**Problem to solve**
Repeat each record exactly. Any picture gets left out.

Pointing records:
· · · · ·
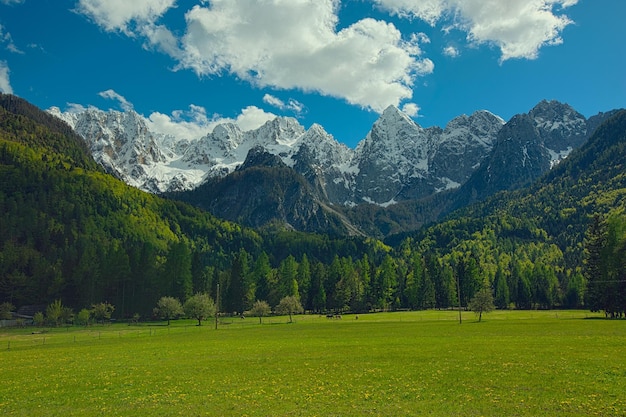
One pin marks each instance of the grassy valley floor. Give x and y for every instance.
(513, 363)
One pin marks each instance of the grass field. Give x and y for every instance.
(387, 364)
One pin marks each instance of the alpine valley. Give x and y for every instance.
(532, 210)
(281, 175)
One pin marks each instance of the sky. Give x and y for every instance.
(187, 65)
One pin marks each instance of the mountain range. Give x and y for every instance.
(72, 232)
(284, 175)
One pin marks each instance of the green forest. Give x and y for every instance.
(71, 232)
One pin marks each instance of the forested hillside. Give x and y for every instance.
(532, 244)
(73, 233)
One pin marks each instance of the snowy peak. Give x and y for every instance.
(397, 160)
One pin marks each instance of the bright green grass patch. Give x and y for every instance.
(394, 364)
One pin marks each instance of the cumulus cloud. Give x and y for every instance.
(291, 105)
(519, 28)
(5, 84)
(195, 123)
(112, 95)
(7, 39)
(451, 51)
(411, 109)
(294, 44)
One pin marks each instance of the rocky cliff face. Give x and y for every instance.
(527, 147)
(304, 178)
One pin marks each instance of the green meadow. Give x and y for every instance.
(535, 363)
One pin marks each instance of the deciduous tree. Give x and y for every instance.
(200, 307)
(289, 305)
(260, 309)
(482, 302)
(168, 308)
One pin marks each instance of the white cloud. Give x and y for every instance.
(294, 44)
(411, 109)
(7, 39)
(451, 51)
(291, 105)
(120, 15)
(194, 123)
(252, 118)
(112, 95)
(5, 84)
(518, 27)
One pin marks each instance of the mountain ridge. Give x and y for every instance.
(398, 161)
· · · · ·
**Complete output**
One pin marks each instance of the grassy valley floor. Give x and y for every instance.
(513, 363)
One pin marks each instance of the grass field. Give x and y for every instance.
(387, 364)
One pin marks each instance of the alpine valley. Give x and y for every instance.
(532, 210)
(281, 175)
One pin marks each instance of the sky. Give x and y for every instance.
(187, 65)
One pin marks each instance of the mountain range. Give x and y for every instance.
(72, 232)
(284, 175)
One pin marks each instance of the green forest. Give x and y for every instance.
(71, 232)
One pin marks each instance of the forested hillside. Give x and y for every instance.
(532, 244)
(73, 233)
One pin marks each instance of the snowy peak. Give x and y for every instance.
(397, 160)
One pin marks each instance of the bright green grass patch. Give x and y for every instance.
(394, 364)
One pin marks each instance of the cumulus cloud. Give x and y for every instance.
(291, 105)
(519, 28)
(5, 84)
(195, 123)
(112, 95)
(7, 39)
(451, 51)
(411, 109)
(294, 44)
One pin marks each instance of the rocky cliff face. Give x and y for every instance.
(527, 147)
(304, 178)
One pin marks each instance of the green meadow. Give x and y for every instance.
(535, 363)
One pin marks each instance of the deciduous tree. Give x and y for every instance.
(200, 307)
(289, 305)
(260, 309)
(482, 302)
(168, 308)
One pin marks each instance of the white cloud. Give x and y for every instance.
(294, 44)
(411, 109)
(7, 39)
(451, 51)
(291, 105)
(120, 15)
(194, 123)
(252, 118)
(112, 95)
(5, 84)
(518, 27)
One pin marks each instance of the mountain ridge. Give x and y for every instance.
(398, 161)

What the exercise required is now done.